** Do this **
Pull every line from the data below that contains the string "blinds", and copy each one unchanged.

** Dataset rows **

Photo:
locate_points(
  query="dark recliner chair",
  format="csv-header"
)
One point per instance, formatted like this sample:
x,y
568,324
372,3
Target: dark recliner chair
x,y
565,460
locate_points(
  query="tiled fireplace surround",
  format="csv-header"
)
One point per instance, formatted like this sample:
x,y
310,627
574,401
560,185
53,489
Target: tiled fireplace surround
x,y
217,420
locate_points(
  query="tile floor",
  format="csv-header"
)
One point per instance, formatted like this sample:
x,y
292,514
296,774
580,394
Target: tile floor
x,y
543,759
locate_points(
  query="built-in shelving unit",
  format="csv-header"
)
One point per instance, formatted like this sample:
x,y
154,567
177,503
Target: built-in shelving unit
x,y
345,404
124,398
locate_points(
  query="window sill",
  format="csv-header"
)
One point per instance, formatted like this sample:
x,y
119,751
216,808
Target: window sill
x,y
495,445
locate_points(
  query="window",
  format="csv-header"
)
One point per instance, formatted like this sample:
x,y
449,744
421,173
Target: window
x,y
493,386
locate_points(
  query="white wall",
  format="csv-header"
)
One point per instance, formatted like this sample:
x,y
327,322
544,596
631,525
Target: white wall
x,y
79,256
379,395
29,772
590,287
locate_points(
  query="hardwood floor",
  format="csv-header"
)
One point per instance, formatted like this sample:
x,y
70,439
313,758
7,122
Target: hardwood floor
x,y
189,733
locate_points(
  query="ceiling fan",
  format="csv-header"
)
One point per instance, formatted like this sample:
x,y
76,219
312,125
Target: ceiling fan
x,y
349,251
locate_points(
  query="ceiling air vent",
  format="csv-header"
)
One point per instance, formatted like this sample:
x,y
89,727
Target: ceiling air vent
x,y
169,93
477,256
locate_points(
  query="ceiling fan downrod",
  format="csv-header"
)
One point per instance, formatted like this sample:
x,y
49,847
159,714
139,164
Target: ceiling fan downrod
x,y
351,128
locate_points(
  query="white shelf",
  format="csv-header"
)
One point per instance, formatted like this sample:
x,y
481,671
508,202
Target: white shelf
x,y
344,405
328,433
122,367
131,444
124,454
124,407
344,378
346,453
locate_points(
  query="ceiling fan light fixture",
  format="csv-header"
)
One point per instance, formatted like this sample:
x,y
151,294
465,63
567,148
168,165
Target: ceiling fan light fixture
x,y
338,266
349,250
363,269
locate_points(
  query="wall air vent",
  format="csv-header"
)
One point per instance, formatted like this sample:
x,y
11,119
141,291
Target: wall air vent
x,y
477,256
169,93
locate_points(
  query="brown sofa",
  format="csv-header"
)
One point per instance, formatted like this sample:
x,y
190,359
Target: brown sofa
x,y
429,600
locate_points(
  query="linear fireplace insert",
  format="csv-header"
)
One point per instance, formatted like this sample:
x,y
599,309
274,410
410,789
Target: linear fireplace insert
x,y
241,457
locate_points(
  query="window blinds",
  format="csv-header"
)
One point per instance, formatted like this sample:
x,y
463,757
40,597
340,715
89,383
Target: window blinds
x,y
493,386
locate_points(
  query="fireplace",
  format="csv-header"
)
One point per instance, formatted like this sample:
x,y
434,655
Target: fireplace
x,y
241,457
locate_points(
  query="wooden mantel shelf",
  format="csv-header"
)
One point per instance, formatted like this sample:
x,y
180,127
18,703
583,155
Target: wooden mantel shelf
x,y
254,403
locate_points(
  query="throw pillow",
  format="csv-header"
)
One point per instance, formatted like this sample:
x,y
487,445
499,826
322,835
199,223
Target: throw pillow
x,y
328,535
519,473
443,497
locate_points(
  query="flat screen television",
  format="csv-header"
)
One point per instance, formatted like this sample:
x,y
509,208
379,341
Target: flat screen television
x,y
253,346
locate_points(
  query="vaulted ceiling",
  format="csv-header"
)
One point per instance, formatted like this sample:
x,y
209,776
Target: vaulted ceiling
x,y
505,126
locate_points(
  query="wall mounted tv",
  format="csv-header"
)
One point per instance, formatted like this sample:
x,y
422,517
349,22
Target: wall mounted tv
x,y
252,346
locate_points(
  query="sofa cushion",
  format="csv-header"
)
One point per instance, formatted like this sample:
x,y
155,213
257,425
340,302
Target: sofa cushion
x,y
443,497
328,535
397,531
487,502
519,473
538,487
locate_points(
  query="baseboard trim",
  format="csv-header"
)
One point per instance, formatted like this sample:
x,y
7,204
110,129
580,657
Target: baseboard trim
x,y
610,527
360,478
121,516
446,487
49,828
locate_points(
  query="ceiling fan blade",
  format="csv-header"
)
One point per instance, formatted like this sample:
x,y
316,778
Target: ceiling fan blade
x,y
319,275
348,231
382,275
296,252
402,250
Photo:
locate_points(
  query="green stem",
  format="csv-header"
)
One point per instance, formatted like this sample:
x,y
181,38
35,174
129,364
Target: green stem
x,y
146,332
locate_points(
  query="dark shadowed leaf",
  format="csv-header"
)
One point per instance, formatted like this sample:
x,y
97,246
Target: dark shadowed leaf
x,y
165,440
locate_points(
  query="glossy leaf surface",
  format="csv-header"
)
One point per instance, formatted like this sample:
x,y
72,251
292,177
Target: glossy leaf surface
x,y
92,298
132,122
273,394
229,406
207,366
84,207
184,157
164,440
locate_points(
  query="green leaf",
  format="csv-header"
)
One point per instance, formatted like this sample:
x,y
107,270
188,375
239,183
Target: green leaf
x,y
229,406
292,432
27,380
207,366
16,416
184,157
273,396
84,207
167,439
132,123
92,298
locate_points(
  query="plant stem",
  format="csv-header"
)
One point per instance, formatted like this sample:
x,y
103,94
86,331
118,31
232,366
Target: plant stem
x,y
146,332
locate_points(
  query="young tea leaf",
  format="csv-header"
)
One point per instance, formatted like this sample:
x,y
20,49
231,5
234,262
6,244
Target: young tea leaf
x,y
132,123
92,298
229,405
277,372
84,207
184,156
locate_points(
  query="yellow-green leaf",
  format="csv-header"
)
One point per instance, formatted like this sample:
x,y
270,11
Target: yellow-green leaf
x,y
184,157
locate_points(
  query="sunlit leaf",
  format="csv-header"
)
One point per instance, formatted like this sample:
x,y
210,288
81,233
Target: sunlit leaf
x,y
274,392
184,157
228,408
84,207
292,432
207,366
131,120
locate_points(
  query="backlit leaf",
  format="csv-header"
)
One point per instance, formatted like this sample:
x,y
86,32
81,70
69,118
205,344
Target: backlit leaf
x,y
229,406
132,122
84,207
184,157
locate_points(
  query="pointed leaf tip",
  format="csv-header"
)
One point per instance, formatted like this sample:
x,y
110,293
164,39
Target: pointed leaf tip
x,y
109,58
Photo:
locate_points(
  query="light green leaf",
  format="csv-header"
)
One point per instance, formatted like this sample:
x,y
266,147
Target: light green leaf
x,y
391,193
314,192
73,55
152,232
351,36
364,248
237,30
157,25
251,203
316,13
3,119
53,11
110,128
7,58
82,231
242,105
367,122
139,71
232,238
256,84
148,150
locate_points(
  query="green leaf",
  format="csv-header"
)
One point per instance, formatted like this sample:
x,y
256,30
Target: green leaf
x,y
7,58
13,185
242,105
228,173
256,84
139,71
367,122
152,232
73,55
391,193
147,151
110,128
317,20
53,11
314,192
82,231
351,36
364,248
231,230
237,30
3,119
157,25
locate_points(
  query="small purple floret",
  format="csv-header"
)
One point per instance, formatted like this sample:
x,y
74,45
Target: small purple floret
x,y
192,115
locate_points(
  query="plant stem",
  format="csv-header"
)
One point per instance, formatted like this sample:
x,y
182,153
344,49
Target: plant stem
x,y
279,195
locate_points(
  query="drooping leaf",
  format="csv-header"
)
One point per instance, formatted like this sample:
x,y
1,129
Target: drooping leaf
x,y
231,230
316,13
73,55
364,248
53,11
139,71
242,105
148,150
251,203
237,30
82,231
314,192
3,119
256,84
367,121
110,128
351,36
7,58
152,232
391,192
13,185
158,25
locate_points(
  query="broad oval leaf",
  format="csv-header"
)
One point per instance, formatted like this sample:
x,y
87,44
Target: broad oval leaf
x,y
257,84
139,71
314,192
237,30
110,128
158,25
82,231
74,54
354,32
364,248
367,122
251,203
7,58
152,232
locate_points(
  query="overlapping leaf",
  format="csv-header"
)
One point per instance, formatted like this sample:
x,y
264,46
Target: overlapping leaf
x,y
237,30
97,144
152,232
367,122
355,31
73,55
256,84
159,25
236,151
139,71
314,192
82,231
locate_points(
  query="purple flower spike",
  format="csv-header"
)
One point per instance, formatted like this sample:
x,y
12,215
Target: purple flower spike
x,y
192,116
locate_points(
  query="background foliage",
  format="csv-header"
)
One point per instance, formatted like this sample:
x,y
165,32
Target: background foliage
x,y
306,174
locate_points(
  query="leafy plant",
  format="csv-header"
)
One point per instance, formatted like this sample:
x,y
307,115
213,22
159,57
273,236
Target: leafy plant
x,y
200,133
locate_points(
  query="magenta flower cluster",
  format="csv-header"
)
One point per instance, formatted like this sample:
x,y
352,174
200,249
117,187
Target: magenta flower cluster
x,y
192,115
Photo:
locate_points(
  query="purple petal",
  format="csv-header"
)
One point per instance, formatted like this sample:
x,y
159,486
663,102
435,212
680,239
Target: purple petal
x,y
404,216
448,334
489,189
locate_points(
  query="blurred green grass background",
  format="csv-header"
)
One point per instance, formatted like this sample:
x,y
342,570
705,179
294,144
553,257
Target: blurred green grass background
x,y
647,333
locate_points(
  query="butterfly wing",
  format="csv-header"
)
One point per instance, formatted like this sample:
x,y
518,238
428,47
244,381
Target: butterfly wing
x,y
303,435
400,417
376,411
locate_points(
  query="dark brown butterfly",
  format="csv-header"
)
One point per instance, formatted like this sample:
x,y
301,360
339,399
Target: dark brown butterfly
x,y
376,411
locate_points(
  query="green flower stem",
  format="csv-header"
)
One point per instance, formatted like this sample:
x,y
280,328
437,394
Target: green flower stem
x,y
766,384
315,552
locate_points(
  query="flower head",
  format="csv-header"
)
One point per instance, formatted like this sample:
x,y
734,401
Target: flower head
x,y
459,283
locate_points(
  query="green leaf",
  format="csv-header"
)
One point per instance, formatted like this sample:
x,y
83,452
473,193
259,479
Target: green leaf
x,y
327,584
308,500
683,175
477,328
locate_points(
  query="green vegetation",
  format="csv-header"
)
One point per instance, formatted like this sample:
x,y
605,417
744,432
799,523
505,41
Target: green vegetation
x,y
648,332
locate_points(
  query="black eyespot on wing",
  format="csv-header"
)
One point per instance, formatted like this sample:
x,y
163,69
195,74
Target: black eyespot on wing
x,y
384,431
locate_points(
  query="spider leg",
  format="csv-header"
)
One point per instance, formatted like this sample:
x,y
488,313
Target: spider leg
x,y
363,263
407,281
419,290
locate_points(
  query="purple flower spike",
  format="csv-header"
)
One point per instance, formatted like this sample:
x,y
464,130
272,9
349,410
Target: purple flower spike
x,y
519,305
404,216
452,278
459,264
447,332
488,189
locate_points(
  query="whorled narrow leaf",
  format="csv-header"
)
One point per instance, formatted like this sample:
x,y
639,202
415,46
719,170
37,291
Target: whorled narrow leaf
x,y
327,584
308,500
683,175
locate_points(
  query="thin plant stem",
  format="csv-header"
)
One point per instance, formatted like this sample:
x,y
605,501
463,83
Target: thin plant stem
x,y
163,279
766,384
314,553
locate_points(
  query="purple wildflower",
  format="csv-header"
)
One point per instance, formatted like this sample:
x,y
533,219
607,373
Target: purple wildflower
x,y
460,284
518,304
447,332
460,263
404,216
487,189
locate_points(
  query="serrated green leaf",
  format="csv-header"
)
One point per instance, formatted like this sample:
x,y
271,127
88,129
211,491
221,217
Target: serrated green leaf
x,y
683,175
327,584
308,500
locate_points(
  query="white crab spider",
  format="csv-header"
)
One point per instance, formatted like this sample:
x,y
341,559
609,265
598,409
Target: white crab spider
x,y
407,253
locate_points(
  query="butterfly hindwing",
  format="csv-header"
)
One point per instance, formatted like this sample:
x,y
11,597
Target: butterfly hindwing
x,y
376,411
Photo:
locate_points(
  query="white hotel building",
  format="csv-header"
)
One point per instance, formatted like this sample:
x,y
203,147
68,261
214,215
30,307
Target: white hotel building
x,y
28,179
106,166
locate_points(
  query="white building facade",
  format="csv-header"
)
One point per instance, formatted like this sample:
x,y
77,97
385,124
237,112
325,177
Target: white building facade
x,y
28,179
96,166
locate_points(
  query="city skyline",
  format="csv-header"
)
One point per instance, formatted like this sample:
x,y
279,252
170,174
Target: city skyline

** Written answer **
  query="window blinds",
Target: window blinds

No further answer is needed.